* **What is required**
Write out all of the lines below, exactly and completely.

* **Information shown**

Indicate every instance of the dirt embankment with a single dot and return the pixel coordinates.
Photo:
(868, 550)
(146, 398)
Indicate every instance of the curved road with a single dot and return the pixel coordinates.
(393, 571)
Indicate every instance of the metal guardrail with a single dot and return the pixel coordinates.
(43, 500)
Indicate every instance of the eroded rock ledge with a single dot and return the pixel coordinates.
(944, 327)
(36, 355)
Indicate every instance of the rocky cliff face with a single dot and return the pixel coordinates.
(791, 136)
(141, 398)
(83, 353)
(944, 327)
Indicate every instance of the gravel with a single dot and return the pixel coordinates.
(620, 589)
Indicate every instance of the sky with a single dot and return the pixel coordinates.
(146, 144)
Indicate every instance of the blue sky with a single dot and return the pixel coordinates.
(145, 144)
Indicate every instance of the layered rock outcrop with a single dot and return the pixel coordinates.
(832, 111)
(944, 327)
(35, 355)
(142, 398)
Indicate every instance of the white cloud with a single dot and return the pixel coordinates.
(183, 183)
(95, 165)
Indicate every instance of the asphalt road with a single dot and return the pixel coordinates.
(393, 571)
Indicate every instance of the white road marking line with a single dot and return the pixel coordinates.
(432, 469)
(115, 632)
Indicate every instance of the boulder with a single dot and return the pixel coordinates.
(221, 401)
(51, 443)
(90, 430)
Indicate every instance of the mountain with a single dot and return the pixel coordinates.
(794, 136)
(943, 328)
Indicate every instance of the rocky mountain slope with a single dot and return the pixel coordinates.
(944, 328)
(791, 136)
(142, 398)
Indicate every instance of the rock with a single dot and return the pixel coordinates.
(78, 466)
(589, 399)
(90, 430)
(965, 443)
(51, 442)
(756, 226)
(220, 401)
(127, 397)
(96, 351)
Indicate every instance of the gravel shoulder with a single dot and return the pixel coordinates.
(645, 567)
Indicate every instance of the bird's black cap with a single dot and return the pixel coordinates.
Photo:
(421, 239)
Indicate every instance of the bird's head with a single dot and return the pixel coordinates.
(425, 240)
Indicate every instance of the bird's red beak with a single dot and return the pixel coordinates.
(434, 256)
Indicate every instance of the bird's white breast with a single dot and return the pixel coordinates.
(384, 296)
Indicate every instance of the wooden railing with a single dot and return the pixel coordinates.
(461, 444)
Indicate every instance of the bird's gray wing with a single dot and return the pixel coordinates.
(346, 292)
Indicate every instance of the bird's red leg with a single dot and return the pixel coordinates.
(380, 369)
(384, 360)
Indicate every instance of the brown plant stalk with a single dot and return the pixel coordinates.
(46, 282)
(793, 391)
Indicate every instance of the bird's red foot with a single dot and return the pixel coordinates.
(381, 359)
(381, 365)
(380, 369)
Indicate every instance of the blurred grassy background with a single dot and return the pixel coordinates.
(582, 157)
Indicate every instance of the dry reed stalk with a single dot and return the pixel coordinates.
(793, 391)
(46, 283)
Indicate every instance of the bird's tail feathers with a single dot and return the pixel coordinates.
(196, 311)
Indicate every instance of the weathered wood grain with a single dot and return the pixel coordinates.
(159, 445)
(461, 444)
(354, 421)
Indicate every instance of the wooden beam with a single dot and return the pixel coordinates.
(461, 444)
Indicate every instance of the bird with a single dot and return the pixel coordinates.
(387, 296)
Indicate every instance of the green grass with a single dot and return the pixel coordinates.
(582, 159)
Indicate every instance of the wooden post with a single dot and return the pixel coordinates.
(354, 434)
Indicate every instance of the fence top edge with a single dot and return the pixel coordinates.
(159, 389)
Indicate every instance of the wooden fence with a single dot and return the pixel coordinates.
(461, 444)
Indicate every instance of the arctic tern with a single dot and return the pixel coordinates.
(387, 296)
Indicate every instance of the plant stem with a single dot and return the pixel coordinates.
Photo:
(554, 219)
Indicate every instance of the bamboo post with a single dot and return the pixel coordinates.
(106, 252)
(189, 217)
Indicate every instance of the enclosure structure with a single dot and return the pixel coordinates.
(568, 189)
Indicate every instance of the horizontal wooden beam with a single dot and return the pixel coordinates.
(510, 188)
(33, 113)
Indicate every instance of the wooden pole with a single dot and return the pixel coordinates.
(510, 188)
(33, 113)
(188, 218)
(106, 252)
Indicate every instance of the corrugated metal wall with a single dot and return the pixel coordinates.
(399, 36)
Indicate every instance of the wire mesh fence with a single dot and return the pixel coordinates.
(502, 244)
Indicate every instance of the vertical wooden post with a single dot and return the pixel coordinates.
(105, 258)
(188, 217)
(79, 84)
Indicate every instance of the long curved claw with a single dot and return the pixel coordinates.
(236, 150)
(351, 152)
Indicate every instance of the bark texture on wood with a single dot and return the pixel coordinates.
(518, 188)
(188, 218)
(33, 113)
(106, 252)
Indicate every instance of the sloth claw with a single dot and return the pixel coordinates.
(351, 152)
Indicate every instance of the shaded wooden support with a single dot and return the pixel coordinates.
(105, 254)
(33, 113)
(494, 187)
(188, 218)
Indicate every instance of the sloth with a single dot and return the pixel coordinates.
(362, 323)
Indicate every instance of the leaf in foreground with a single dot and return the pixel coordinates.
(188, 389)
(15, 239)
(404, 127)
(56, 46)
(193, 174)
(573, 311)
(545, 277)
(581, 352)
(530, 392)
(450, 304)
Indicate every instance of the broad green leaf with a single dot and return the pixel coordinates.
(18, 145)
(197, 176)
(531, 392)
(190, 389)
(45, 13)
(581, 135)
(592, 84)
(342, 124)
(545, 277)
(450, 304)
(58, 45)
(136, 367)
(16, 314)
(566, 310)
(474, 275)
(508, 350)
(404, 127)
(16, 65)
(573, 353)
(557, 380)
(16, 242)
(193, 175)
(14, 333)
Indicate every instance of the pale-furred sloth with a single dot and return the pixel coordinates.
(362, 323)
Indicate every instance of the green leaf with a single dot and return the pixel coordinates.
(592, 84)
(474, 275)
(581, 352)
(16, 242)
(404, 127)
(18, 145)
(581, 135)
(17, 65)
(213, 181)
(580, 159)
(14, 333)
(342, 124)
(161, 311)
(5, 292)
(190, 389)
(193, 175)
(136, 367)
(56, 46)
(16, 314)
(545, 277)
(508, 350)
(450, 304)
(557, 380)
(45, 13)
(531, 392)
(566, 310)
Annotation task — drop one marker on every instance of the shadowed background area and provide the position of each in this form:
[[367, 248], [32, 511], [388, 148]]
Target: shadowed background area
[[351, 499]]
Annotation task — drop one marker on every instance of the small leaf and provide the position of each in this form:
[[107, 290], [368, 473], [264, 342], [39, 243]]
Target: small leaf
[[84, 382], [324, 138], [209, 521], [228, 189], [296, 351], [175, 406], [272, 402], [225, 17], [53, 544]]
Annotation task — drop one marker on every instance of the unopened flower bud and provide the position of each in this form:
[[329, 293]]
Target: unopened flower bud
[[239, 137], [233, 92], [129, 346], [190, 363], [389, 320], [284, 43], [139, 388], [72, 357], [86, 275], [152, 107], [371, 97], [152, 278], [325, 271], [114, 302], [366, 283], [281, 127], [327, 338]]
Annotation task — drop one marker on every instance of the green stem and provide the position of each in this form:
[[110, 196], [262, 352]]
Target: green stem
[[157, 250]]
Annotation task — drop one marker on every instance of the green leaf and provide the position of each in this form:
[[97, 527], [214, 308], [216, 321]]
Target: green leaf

* **Completed task**
Indicate every instance of the dirt embankment with a single dot and return the pixel coordinates.
Photo:
(868, 550)
(146, 398)
Indicate every instance of the curved road with a single dot and return the pixel coordinates.
(393, 571)
Indicate every instance of the metal guardrail with a single dot and return the pixel coordinates.
(43, 500)
Indicate every instance of the eroded rock ledge with a single dot and return the pixel coordinates.
(944, 327)
(36, 355)
Indicate every instance of the rocky cliff face with a single dot and return the pixel coordinates.
(791, 136)
(141, 398)
(83, 353)
(944, 327)
Indicate every instance of the gravel with a single dot and return the pixel coordinates.
(620, 589)
Indicate every instance of the sky with a single dot and return the pixel coordinates.
(146, 144)
Indicate every instance of the blue sky with a single dot and return the pixel coordinates.
(145, 144)
Indicate every instance of the layered rock outcrop with a single dot and return the pixel coordinates.
(832, 111)
(944, 327)
(35, 355)
(142, 398)
Indicate every instance of the white cloud with a single dot and return the pixel coordinates.
(183, 183)
(95, 165)
Indicate every instance of the asphalt road with a single dot and return the pixel coordinates.
(393, 571)
Indicate every instance of the white road marking line with a single dot and return the pixel coordinates.
(432, 469)
(115, 632)
Indicate every instance of the boulder with a single dot and return the pixel coordinates.
(221, 401)
(51, 443)
(90, 430)
Indicate every instance of the mountain with a single dot and return the pixel coordinates.
(794, 136)
(943, 328)
Indicate every instance of the rocky mountain slope with a single dot and return the pixel coordinates.
(944, 328)
(791, 136)
(142, 398)
Indicate every instance of the rock with a single dot and return the pixel coordinates.
(78, 466)
(589, 399)
(90, 430)
(965, 443)
(51, 442)
(756, 226)
(220, 401)
(127, 397)
(96, 351)
Indicate every instance of the gravel shoulder with a single dot and return the pixel coordinates.
(645, 567)
Indicate every instance of the bird's black cap with a single dot and return the pixel coordinates.
Photo:
(421, 239)
Indicate every instance of the bird's head with a single dot and return the pixel coordinates.
(425, 240)
Indicate every instance of the bird's red beak with a single dot and return the pixel coordinates.
(434, 256)
Indicate every instance of the bird's white breast with a single dot and return the pixel coordinates.
(384, 296)
Indicate every instance of the wooden railing with a single dot and return the pixel coordinates.
(461, 444)
Indicate every instance of the bird's gray wing with a single dot and return the pixel coordinates.
(346, 292)
Indicate every instance of the bird's red leg with a single dot and return the pixel coordinates.
(380, 369)
(384, 360)
Indicate every instance of the brown plant stalk with a single dot and return the pixel coordinates.
(46, 282)
(793, 391)
Indicate every instance of the bird's red foot with a single dot and return the pixel coordinates.
(381, 359)
(381, 365)
(380, 369)
Indicate every instance of the blurred grassy background with a single dot and return the pixel coordinates.
(582, 157)
Indicate every instance of the dry reed stalk with a single dot and return the pixel coordinates.
(793, 391)
(46, 283)
Indicate every instance of the bird's tail feathers with a single dot and return the pixel coordinates.
(196, 311)
Indicate every instance of the weathered wood grain with a single dot and return the pixel coordinates.
(159, 445)
(461, 444)
(354, 421)
Indicate every instance of the wooden beam with a single dot and return the pixel coordinates.
(461, 444)
Indicate every instance of the bird with a single dot and return the pixel coordinates.
(387, 296)
Indicate every instance of the green grass with a single dot and return the pixel coordinates.
(582, 159)
Indicate every instance of the wooden post with a single dot and return the pixel coordinates.
(354, 434)
Indicate every instance of the fence top edge with a single dot and return the pixel coordinates.
(159, 389)
Indicate every instance of the wooden fence with a single dot and return the pixel coordinates.
(461, 444)
Indicate every instance of the arctic tern with a single dot and return the pixel coordinates.
(387, 296)
Indicate every instance of the plant stem with a single dot and return the pixel coordinates.
Photo:
(554, 219)
Indicate every instance of the bamboo post with a single dot and return the pixel coordinates.
(106, 252)
(189, 217)
Indicate every instance of the enclosure structure with a single dot and return the pixel coordinates.
(568, 189)
Indicate every instance of the horizontal wooden beam with a single dot and return the pixel coordinates.
(510, 188)
(33, 113)
Indicate every instance of the wooden pole with a single dot and return the pixel coordinates.
(510, 188)
(33, 113)
(188, 218)
(106, 252)
Indicate every instance of the corrugated metal wall with a single dot and return the pixel coordinates.
(399, 36)
Indicate every instance of the wire mesh fence with a single dot and return the pixel coordinates.
(502, 244)
Indicate every instance of the vertical wooden post with a single dot and return the pixel coordinates.
(105, 258)
(188, 217)
(79, 84)
Indicate every instance of the long curved claw with a single dot and return the pixel coordinates.
(236, 150)
(351, 152)
Indicate every instance of the bark texture on wood with a single dot and return the pixel coordinates.
(518, 188)
(188, 218)
(33, 113)
(106, 252)
Indicate every instance of the sloth claw with a single dot and return the pixel coordinates.
(351, 152)
Indicate every instance of the shaded wooden support with a single dot and return the pixel coordinates.
(105, 254)
(33, 113)
(494, 187)
(188, 218)
Indicate every instance of the sloth with a single dot and return the pixel coordinates.
(362, 323)
Indicate every instance of the leaf in foreground with a single dot and return the pixel coordinates.
(188, 389)
(15, 239)
(404, 127)
(56, 46)
(193, 174)
(573, 311)
(545, 277)
(581, 352)
(530, 392)
(450, 304)
Indicate every instance of the broad green leaf with a single dot and return the pixel coordinates.
(18, 145)
(197, 176)
(531, 392)
(190, 389)
(45, 13)
(581, 135)
(592, 84)
(342, 124)
(545, 277)
(450, 304)
(58, 45)
(136, 367)
(16, 314)
(566, 310)
(474, 275)
(508, 350)
(404, 127)
(16, 65)
(573, 353)
(557, 380)
(16, 242)
(193, 175)
(14, 333)
Indicate every instance of the pale-furred sloth with a single dot and return the pixel coordinates.
(362, 323)
Indicate every instance of the green leaf with a single dot and return the pixel coordinates.
(592, 84)
(474, 275)
(581, 352)
(16, 242)
(404, 127)
(18, 145)
(581, 135)
(17, 65)
(213, 181)
(580, 159)
(14, 333)
(342, 124)
(161, 311)
(5, 292)
(190, 389)
(193, 175)
(136, 367)
(56, 46)
(16, 314)
(545, 277)
(508, 350)
(450, 304)
(557, 380)
(45, 13)
(531, 392)
(566, 310)
Annotation task — drop one marker on every instance of the shadowed background area and provide the position of each in this form:
[[367, 248], [32, 511], [388, 148]]
Target: shadowed background area
[[351, 499]]
Annotation task — drop one marker on every instance of the small leaf and provide the position of each in this form:
[[107, 290], [368, 473], [264, 342], [39, 243]]
Target: small leaf
[[84, 382], [324, 138], [209, 521], [228, 189], [296, 351], [175, 406], [272, 402], [225, 17], [53, 544]]
Annotation task — drop one marker on every instance of the unopened flower bud and provide the position of each in this form:
[[329, 293]]
Target: unopened flower bud
[[239, 137], [233, 92], [129, 346], [190, 363], [389, 320], [284, 43], [139, 388], [72, 357], [86, 275], [152, 107], [371, 97], [152, 278], [325, 271], [114, 302], [366, 283], [281, 127], [327, 338]]
Annotation task — drop one marker on every instance of the green stem and provide the position of each in this form:
[[110, 196], [262, 352]]
Target: green stem
[[157, 250]]
Annotation task — drop one marker on every instance of the green leaf and provide the position of each in this form:
[[97, 527], [214, 308], [216, 321]]
Target: green leaf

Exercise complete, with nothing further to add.